--- Start SOURCE ---

# Romance & sports? What do you think?



## 28612 (Dec 7, 2010)

Hi! Welcome to my first venture into The Book Bazaar.

I'm going to start off with a question -- those who know me would be shocked, absolutely shocked at my asking a question! -- that only readers can answer.

In my trad print publishing career I've had 25 books published. Three have backgrounds strongly grounded in sports. So, obviously, those books were purchased by publishers. Yet editors kept telling me that romance readers wouldn't read books with sports backgrounds.

So, I'm asking: What are your feelings about romance/women's fiction books with a sports background?

Of course, as long as we're here  I should tell you a little about my books, right?








HOOPS http://amzn.to/hgEhzt throws together a sexy men's college basketball coach and the team's academic advisor, who doesn't trust him . . . or herself when she's around him. (A finalist for RWA's RITA)







RODEO NIGHTS http://amzn.to/ecUV6s reunites bull-rider Walker Riley and Kalli Evans. Their marriage ended ten years ago, but did their love?








THE GAMES http://amzn.to/g1hG2p follows three remarkable women through a Winter Olympics. In sixteen days careers can be made, medals can be won, hearts can be lost. USA Today's Christine Brennan said: "Fast-paced, vivid and true-to-life, Patricia McLinn's The Games captures the personal drama and compelling stories of the greatest sports event on earth. It's a gold-medal winner any fan of the Games will love." For more reviews go here: http://patriciamclinn.com/games2010/reviews.html

Looking forward to your answers!
~ Patricia


----------



## JennaAnderson (Dec 25, 2009)

Fae meets Elf, Vampires in love, a May December affair, Falling for another species in space... 

Romance is romance. Love is love - bring it on.


----------



## Gertie Kindle (Nov 6, 2008)

Go for it. A lot of women either play or watch sports or both.


----------



## Dana Taylor (Jan 8, 2010)

Hi Patricia--

Sports and romance go hand-in-hand because they both are very passionate!  (And they require some skill.)

Dana Taylor


----------



## telracs (Jul 12, 2009)

Romance readers won't read books with sports backgrounds?  Someone really said that?  Silly them.


----------



## JennaAnderson (Dec 25, 2009)

Dana Taylor said:


> Hi Patricia--
> 
> Sports and romance go hand-in-hand because they both are very passionate! (And they require some skill.)
> 
> Dana Taylor


Oooh - good answer!


----------



## 28612 (Dec 7, 2010)

JennaAnderson said:


> Romance is romance. Love is love - bring it on.


Great response, Jenna!


----------



## 28612 (Dec 7, 2010)

Gertie Kindle 'a/k/a Margaret Lake' said:


> Go for it. A lot of women either play or watch sports or both.

--- End SOURCE ---
--- Start STORED DATA ---

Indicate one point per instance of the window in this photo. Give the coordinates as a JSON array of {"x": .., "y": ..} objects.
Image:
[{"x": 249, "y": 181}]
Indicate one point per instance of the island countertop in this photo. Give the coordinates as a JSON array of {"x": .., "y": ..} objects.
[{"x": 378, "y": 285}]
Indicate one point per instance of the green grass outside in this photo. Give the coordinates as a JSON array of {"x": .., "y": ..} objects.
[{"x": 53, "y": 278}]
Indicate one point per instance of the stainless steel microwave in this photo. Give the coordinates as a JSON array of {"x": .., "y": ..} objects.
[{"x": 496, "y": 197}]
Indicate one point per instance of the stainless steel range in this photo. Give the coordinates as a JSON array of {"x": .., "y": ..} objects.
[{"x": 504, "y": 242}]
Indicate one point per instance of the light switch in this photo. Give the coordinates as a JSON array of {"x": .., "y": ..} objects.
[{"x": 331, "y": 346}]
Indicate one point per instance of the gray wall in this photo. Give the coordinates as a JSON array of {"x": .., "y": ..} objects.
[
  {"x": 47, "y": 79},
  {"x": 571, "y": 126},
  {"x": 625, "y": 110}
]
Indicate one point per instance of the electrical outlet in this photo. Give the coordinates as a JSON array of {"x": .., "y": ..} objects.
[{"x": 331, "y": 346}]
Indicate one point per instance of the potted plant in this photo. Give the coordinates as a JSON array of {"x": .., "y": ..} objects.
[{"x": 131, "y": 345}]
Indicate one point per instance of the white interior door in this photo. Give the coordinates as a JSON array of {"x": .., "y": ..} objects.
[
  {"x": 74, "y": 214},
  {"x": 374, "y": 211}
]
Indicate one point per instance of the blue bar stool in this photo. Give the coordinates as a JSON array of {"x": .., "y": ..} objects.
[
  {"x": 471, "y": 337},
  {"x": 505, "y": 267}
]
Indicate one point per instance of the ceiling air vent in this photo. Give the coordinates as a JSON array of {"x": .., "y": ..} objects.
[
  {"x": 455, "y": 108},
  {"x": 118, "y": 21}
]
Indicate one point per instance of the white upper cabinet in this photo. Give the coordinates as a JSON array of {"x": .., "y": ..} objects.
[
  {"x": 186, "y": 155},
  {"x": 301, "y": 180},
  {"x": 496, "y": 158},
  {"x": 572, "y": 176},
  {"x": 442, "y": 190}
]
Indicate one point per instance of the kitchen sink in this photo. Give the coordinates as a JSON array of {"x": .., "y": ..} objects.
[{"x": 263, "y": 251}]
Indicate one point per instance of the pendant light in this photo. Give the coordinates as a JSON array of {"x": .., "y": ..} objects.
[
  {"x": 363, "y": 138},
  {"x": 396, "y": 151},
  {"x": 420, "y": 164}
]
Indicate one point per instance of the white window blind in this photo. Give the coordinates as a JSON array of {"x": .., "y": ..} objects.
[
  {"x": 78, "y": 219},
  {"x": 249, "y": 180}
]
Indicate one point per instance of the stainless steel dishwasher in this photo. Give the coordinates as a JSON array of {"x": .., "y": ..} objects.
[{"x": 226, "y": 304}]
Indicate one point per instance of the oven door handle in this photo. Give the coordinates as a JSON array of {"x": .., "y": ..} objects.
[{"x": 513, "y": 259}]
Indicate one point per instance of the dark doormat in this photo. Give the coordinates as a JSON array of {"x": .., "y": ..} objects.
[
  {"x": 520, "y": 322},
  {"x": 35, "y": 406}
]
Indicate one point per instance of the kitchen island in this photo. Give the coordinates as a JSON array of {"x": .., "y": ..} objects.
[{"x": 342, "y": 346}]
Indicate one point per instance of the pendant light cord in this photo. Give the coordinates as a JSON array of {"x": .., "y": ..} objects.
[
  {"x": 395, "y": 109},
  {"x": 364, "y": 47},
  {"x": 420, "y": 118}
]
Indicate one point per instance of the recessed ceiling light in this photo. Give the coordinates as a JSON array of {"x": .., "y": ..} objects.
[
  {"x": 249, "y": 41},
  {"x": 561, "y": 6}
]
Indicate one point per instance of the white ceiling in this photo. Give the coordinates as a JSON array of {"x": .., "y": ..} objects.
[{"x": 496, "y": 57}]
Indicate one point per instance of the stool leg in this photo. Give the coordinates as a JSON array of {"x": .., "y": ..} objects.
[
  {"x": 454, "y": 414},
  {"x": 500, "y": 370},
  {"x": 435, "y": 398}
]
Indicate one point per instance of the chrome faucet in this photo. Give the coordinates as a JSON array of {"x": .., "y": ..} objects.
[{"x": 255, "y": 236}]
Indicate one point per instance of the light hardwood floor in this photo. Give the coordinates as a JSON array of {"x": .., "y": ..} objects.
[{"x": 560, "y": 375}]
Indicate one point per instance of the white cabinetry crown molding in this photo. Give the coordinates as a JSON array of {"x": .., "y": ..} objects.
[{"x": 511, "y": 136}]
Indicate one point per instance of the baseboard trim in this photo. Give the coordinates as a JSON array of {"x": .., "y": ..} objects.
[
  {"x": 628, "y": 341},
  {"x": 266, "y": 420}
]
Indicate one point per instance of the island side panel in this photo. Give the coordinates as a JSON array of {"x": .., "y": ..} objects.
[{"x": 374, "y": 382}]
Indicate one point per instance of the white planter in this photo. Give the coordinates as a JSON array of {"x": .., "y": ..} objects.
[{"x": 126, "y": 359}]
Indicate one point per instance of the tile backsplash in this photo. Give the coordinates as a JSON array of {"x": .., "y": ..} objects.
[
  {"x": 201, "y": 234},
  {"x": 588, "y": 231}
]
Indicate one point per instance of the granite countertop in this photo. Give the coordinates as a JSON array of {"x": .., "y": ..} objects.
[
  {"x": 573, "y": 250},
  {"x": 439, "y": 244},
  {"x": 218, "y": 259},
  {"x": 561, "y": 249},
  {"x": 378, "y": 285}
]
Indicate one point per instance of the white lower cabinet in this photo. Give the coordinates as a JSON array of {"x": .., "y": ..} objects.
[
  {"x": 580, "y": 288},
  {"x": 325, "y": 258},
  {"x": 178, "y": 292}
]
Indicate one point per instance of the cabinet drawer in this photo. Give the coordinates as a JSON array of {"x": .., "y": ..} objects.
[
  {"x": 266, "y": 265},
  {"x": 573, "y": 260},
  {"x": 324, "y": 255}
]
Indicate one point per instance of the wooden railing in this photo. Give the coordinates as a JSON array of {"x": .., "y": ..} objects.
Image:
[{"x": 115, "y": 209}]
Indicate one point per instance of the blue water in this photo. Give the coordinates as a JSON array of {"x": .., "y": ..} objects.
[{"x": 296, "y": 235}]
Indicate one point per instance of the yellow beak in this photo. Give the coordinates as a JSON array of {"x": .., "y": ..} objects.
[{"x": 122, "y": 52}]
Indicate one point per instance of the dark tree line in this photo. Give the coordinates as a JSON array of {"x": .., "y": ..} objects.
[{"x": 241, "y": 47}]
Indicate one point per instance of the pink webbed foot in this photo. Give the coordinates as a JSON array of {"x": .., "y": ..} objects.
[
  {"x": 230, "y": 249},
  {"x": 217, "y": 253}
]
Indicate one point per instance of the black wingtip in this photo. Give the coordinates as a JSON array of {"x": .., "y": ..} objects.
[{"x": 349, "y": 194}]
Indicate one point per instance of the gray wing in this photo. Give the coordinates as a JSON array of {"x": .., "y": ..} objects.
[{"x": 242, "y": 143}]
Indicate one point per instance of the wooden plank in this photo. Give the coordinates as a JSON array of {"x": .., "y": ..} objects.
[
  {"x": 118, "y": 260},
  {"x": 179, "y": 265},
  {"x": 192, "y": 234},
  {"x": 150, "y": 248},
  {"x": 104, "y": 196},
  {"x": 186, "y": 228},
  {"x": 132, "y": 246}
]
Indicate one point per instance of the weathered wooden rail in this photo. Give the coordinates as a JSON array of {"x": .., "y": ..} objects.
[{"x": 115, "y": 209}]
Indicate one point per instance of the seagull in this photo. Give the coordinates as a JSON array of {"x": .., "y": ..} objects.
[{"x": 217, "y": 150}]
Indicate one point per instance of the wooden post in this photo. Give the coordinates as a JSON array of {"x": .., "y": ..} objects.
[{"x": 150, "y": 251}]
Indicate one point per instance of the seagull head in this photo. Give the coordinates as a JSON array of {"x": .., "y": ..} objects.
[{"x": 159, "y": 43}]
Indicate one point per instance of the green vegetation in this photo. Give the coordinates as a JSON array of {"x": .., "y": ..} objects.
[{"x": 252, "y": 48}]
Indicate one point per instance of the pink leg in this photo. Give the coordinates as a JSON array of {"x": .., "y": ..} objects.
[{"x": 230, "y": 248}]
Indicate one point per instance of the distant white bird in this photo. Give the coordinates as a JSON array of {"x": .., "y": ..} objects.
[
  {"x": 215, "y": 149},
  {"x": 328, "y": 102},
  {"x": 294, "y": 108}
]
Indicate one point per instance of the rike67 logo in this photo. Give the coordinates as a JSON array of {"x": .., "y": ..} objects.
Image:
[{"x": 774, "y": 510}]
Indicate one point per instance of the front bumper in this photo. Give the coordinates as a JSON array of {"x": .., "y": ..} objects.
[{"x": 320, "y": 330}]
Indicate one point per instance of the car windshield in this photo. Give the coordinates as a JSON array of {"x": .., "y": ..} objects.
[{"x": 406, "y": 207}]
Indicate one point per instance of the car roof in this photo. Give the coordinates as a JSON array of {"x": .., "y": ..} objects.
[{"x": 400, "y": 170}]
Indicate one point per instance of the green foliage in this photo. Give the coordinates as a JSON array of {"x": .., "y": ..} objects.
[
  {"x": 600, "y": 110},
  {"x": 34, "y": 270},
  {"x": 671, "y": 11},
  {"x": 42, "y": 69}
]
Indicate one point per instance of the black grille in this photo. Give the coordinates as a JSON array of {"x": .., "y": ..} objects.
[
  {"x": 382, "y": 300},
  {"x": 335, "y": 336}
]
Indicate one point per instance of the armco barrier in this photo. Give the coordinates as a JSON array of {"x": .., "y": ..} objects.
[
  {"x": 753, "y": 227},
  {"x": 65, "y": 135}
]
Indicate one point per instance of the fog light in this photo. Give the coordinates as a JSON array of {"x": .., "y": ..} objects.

--- End STORED DATA ---

* PROMPT A: Pull out every line of the records that contains the string "dark", treating uppercase and lowercase as different.
* PROMPT B: Continue the forum thread about romance novels with sports backgrounds, starting after its last line.

* TASK ANSWER A:
Indicate one point per instance of the dark doormat in this photo. Give the coordinates as a JSON array of {"x": .., "y": ..} objects.
Indicate one point per instance of the dark tree line in this photo. Give the coordinates as a JSON array of {"x": .., "y": ..} objects.

* TASK ANSWER B:
Exactly, Gertie! Seemed like an out-of-date view to me.


----------



## 28612 (Dec 7, 2010)

> Sports and romance go hand-in-hand because they both are very passionate! (And they require some skill.)


That's it exactly, Dana.

I know I'm biased, because I spent the beginning of my career as a sports journalist, but I see so much inherent drama -- change, aspiration, journey -- in sports that it seems a natural.

Wonderful to hear others agree


----------



## Ruth Harris (Dec 26, 2010)

The fact that your novels were published, that HOOPS was a rita finalist should tell you all you need to know.
Sports means young, hunky men, young, sexy women, the older parents & coaches with their own desires, the thrill of victory & the agony of defeat -- sounds like great romance to me.

PS:  your tag lines are excellent!


----------



## Atunah (Nov 20, 2008)

I think there is a market for every kind of romance out there. Everyone has different tastes. Some themes might appeal to a smaller audience than others, but there will still be readers out there. 

I personally don't like sports at all. Well I love love Tennis, its the only sport I watch and I watch religiously, stay up at night for it. Unfortunately in the US, its not on the top of the list and I can't stand football, baseball, basketball and those kind of sports. I don't like reading about those either much. But again, those are very popular sports here in the US, so there is most certainly a audience of romance readers out there that likes that theme.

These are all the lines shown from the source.